— start Document excerpt —
In [1]:
import numpy as np
import pandas as pd
import re
import random
import time
import requests
import base64
import itertools
import spotipy
from spotipy.oauth2 import SpotifyOAuth

api_keys = pd.read_csv('apikeys.csv',header=None)
api_keys = api_keys.iloc[0].to_numpy()

data=pd.read_csv('tracks_features.csv')
data=data.drop(['album', 'album_id', 'track_number', 'disc_number', 'year'],axis=1)
data = data.dropna()

# Data Collection

## Functions

In [24]:
#Spotify api
def refresh_key(CLIENT_ID, CLIENT_SECRET):
    # Base64 encode the client ID and client secret
    client_credentials = f"{CLIENT_ID}:{CLIENT_SECRET}"
    client_credentials_base64 = base64.b64encode(client_credentials.encode())

    # Request the access token
    token_url = 'https://accounts.spotify.com/api/token'
    headers = {
        'Authorization': f'Basic {client_credentials_base64.decode()}'
    }
    data = {
        'grant_type': 'client_credentials'
    }

    response = requests.post(token_url, data=data, headers=headers)

    if response.status_code == 200:
        access_token = response.json()['access_token']
        print("Access token obtained successfully.")
— end Document excerpt —
— start Exercise inputs —
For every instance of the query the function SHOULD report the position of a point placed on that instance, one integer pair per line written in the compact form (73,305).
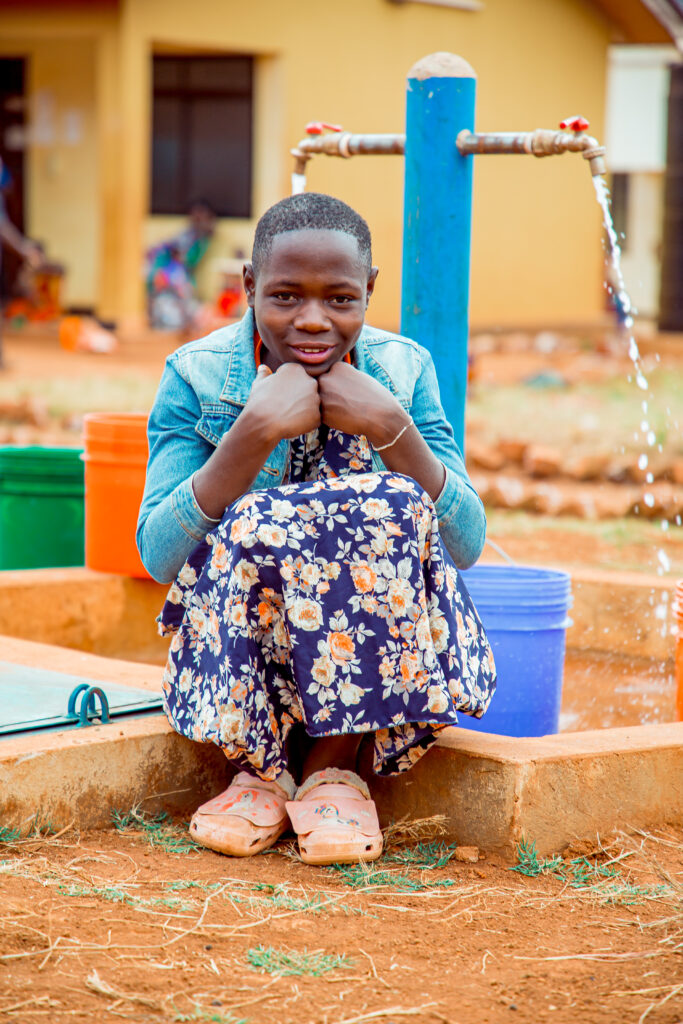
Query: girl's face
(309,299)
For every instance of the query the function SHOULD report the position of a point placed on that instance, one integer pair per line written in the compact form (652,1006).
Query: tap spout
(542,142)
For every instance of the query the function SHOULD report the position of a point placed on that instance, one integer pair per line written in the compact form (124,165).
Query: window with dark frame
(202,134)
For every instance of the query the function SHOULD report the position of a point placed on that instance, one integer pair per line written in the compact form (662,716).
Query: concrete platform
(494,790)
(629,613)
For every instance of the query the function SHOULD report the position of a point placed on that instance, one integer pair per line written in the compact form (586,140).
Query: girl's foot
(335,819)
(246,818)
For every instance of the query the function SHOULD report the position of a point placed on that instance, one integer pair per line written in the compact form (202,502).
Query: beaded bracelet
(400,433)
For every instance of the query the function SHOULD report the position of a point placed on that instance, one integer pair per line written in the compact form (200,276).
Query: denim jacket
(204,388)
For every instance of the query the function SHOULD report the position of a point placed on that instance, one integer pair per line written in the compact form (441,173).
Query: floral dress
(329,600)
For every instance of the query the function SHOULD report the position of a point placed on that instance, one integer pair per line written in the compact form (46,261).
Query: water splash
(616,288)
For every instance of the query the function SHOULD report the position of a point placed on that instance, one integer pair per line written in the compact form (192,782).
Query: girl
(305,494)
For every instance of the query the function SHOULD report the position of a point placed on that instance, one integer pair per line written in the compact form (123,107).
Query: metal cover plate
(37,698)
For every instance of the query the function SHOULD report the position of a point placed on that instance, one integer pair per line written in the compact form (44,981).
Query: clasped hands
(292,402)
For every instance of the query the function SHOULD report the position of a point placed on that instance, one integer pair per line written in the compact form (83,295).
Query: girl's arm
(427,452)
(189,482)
— end Exercise inputs —
→ Exercise tasks
1. Rewrite the notebook code starting at "api_keys = api_keys.iloc[0].to_numpy()" and ending at "data = data.dropna()", changing "data" to "df".
2. Retype the entries word for word, starting at the line that contains "compact form (123,107)." and ending at the last line of the entries.
The notebook code and the entries are independent of each other.

→ Per-task outputs
1.
api_keys = api_keys.iloc[0].to_numpy()

df=pd.read_csv('tracks_features.csv')
df=df.drop(['album', 'album_id', 'track_number', 'disc_number', 'year'],axis=1)
df = df.dropna()

2.
For every instance of the query the function SHOULD report the position of a point placed on that instance, one integer pair per line written in the compact form (123,107).
Query: metal cover plate
(37,698)
For every instance of the query the function SHOULD report the position of a point placed on that instance, one integer pair per line written in the compact form (44,981).
Query: clasped hands
(292,402)
For every instance of the query the function SHOULD report the position of a point placed on that instance, one integer pair per line written in the compact form (83,295).
Query: girl's arm
(427,452)
(189,482)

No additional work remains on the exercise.